### 課題の説明
以下の資料をすべて、空行を除いて一行ずつ番号付きリストの形に整えてください。画像は解答に含めないでください。

### 処理する資料
##########
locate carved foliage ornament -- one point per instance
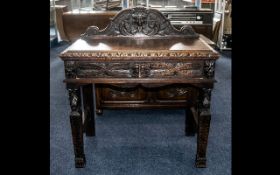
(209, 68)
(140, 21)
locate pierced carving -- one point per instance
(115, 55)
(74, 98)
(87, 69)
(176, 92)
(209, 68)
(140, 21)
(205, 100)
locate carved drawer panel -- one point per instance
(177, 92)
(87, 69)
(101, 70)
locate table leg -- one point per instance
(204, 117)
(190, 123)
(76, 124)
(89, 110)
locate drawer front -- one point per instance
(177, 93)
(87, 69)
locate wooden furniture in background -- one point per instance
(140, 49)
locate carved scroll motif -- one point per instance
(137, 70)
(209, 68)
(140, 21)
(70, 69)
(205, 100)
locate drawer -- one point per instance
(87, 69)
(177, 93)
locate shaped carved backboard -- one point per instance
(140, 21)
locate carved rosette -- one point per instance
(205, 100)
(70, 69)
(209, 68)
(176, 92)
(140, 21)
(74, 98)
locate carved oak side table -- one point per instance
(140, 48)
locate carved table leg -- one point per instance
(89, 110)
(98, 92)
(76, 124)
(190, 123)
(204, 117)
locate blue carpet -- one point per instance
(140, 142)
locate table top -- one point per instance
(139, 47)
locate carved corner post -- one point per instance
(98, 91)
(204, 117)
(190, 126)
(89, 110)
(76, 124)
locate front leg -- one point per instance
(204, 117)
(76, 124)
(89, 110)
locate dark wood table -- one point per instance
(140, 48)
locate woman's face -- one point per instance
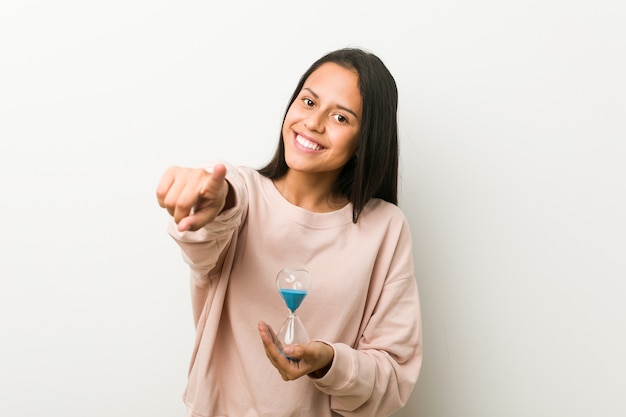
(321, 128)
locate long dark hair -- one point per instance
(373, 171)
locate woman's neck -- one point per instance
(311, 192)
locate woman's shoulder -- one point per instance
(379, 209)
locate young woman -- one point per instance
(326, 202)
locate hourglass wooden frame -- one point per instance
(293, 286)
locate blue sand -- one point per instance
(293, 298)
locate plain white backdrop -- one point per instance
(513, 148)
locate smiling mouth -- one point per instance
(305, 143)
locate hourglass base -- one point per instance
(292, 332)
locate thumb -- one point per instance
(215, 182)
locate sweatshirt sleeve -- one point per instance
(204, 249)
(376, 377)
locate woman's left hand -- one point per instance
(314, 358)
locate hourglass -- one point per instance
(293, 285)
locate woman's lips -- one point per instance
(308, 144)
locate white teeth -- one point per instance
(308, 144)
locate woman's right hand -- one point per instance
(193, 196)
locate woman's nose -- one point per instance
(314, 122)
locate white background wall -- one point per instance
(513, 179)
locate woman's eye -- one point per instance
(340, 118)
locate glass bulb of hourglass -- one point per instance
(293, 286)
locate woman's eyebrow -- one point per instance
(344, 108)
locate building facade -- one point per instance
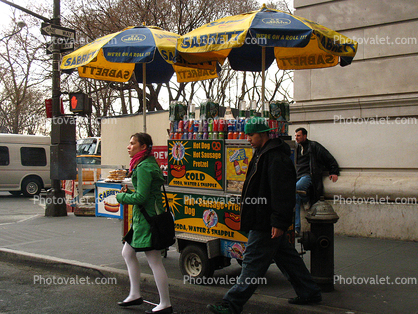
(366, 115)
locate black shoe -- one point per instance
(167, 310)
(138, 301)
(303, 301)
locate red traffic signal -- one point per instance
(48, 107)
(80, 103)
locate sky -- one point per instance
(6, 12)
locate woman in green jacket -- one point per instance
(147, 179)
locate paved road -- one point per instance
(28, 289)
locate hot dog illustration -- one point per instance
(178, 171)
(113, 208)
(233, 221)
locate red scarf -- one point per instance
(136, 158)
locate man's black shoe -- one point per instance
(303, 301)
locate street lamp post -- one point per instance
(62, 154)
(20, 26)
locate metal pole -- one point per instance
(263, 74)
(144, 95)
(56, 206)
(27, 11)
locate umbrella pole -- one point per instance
##########
### 本問の解答
1. locate carved foliage ornament -- one point per instance
2. (209, 68)
3. (140, 21)
4. locate pierced carving -- one point per instance
5. (115, 55)
6. (74, 98)
7. (87, 69)
8. (176, 92)
9. (209, 68)
10. (140, 21)
11. (205, 100)
12. locate carved drawer panel -- one point per instance
13. (177, 92)
14. (87, 69)
15. (101, 70)
16. locate table leg -- one point per instance
17. (204, 117)
18. (190, 123)
19. (76, 124)
20. (89, 110)
21. locate drawer front -- one point per instance
22. (177, 93)
23. (87, 69)
24. locate wooden furniture in background -- one point per instance
25. (140, 49)
26. locate carved scroll motif -- one point per instance
27. (137, 70)
28. (209, 68)
29. (140, 21)
30. (70, 69)
31. (205, 100)
32. locate drawer -- one point per instance
33. (87, 69)
34. (177, 93)
35. locate shaped carved backboard -- one point per instance
36. (140, 21)
37. locate carved rosette -- one point per instance
38. (205, 100)
39. (70, 69)
40. (209, 68)
41. (176, 92)
42. (140, 21)
43. (74, 98)
44. locate carved oak side table -- one point per instance
45. (140, 48)
46. locate carved table leg -- one point per instance
47. (89, 110)
48. (98, 92)
49. (76, 124)
50. (190, 123)
51. (204, 117)
52. locate blue carpet -- one point per instance
53. (140, 142)
54. locate table top -- one point per instance
55. (139, 47)
56. locate carved corner post -- one point per instance
57. (98, 91)
58. (204, 117)
59. (190, 126)
60. (89, 110)
61. (76, 124)
62. locate front leg -- one point per instance
63. (204, 117)
64. (76, 124)
65. (89, 110)
66. locate dark wood table -- one point per instance
67. (140, 48)
68. locate woman's face -- one point per instance
69. (321, 128)
70. locate long dark hair -- one point per instance
71. (373, 171)
72. locate woman's neck -- one point per instance
73. (311, 192)
74. locate woman's shoulder -- one point per instance
75. (379, 209)
76. locate young woman -- one point per instance
77. (326, 202)
78. locate hourglass wooden frame -- one point per instance
79. (293, 286)
80. locate blue sand -- one point per instance
81. (293, 298)
82. locate plain white backdrop -- one point per instance
83. (513, 148)
84. locate smiling mouth -- one point per instance
85. (305, 143)
86. locate hourglass base -- one point per instance
87. (292, 332)
88. locate thumb -- one point per instance
89. (215, 182)
90. locate sweatshirt sleeve -- one point per instance
91. (204, 249)
92. (376, 377)
93. locate woman's left hand -- one point per instance
94. (314, 358)
95. locate hourglass -- one point per instance
96. (293, 285)
97. locate woman's lips -- one point per instance
98. (308, 144)
99. locate white teeth -- one point per instance
100. (308, 144)
101. locate woman's right hand -- one point per instance
102. (193, 196)
103. locate woman's nose -- one point per instance
104. (314, 122)
105. locate white background wall -- one point per instance
106. (513, 179)
107. locate woman's eye -- one point per instance
108. (340, 118)
109. locate glass bulb of hourglass -- one point per instance
110. (293, 286)
111. locate woman's eyebrow -- one point per instance
112. (344, 108)
113. locate building facade -- one point per instance
114. (366, 115)
115. locate black shoe -- one point per instance
116. (167, 310)
117. (138, 301)
118. (303, 301)
119. locate red traffic signal -- one point per instance
120. (48, 107)
121. (80, 103)
122. locate sky -- one point per instance
123. (6, 12)
124. locate woman in green jacket -- one point per instance
125. (147, 179)
126. locate paved road -- one point per instance
127. (28, 289)
128. locate hot dog illustration -- one point per instance
129. (178, 171)
130. (113, 208)
131. (233, 221)
132. locate red scarf -- one point per instance
133. (136, 158)
134. locate man's black shoe -- one point per instance
135. (303, 301)
136. locate street lamp post -- one point per instance
137. (62, 154)
138. (20, 26)
139. locate metal pole -- one point per instance
140. (263, 74)
141. (144, 95)
142. (56, 206)
143. (27, 11)
144. locate umbrella pole -- one point per instance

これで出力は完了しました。